TESTO DA LEGGERE ::
Simone Boscolo
Fabio Cuman
Aghim Muka
Sasha Zalenkevich
Carlo A. Crespi
Lorenzo Curioni
Mauro Orietti
Davide Ratti
Eva Reguzzoni
Ivo Stazio
Andrea Terenziani
Valentina Carrera
Virgilio Patarini
Rosamaria Desiderio
In Figure tradite, quattro artisti - Simone Boscolo, Fabio Cuman, Aghim Muka, Sasha Zalenkevich - indagano la crisi d'identita' dell'uomo contemporaneo attraverso tecniche e poetiche differenti. La Suite Rauschenberg ospita invece la collettiva Up Down Town a cura di Rosamaria Desiderio e Virgilio Patarini.
Figure tradite
a cura di Valentina Carrera e Virgilio Patarini
S’inaugura mercoledì 27 aprile 2011 alle ore 18.30, presso la Galleria Zamenhof di Milano (sale Vedova, Rothko, Fontana e spazio Burri) la mostra collettiva intitolata “Figure Tradite” a cura di Valentina Carrera e Virgilio Patarini. Opere di Simone Boscolo, Fabio Cuman, Aghim Muka, Sasha Zalenkevich.

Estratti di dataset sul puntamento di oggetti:
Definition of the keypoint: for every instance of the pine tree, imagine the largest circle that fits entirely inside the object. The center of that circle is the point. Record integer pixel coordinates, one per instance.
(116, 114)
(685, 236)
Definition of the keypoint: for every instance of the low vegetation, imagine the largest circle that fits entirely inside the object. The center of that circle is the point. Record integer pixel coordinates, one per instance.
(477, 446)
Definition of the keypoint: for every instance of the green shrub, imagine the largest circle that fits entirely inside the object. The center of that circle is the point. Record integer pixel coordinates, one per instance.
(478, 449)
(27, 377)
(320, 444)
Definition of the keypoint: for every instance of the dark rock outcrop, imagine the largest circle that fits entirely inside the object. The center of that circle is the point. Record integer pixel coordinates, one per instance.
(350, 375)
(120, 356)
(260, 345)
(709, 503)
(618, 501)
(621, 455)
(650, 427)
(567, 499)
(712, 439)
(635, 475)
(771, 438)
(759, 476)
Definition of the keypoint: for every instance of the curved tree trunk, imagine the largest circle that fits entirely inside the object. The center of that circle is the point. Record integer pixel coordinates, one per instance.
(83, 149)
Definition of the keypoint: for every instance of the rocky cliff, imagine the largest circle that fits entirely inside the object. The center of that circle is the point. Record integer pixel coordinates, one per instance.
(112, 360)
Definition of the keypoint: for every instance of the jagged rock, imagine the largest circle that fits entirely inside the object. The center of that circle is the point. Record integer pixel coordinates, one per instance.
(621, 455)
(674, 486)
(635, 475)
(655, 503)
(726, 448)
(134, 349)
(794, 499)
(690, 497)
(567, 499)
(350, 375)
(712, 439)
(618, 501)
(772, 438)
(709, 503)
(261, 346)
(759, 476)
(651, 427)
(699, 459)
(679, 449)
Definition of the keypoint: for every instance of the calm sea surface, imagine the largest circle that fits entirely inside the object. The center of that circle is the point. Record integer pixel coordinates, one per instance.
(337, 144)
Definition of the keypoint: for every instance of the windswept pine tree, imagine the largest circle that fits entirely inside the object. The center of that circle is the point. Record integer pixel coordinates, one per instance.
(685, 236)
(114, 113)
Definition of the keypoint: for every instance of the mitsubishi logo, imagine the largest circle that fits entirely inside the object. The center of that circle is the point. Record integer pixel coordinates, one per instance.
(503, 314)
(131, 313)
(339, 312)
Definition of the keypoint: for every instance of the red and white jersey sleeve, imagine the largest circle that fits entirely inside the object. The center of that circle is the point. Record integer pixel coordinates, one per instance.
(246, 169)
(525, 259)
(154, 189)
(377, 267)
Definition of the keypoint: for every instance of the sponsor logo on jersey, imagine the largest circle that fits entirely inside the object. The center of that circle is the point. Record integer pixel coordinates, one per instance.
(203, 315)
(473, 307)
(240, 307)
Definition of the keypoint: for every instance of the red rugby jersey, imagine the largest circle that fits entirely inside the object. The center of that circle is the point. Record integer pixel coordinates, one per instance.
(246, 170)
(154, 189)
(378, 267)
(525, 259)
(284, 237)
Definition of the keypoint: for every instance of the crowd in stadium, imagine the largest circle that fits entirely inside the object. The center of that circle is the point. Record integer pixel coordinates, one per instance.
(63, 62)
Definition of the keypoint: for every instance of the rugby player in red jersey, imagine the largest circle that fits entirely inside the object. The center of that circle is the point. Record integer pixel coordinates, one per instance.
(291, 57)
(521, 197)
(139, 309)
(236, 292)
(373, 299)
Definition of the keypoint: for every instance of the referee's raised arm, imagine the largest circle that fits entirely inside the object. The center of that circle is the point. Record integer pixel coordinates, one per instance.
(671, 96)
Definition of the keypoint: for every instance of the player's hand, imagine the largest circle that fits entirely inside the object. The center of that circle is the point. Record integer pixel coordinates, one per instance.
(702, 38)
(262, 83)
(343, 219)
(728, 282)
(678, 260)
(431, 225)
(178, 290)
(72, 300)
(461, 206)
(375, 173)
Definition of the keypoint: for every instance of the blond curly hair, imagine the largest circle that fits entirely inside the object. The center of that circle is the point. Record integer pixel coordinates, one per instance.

ESERCIZI ::
1. Elenca gli artisti le cui opere sono esposte nella collettiva "Figure Tradite" secondo il testo sulla mostra.
2. Nel listato, considera il tratto che va dalla riga contenente "Definition of the keypoint: for every instance of the referee's" fino all'ultima riga del listato, entrambe comprese. Riscrivi per intero tutte le righe di quel tratto e sposta ogni coordinata aggiungendole 134.
Il listato non ha alcun legame con il testo sulla mostra.

SOLUZIONI ::
1. Simone Boscolo, Fabio Cuman, Aghim Muka, Sasha Zalenkevich.

2.
Definition of the keypoint: for every instance of the referee's raised arm, imagine the largest circle that fits entirely inside the object. The center of that circle is the point. Record integer pixel coordinates, one per instance.
(805, 230)
Definition of the keypoint: for every instance of the player's hand, imagine the largest circle that fits entirely inside the object. The center of that circle is the point. Record integer pixel coordinates, one per instance.
(836, 172)
(396, 217)
(477, 353)
(862, 416)
(812, 394)
(565, 359)
(312, 424)
(206, 434)
(595, 340)
(509, 307)
Definition of the keypoint: for every instance of the blond curly hair, imagine the largest circle that fits entirely inside the object. The center of that circle is the point. Record integer pixel coordinates, one per instance.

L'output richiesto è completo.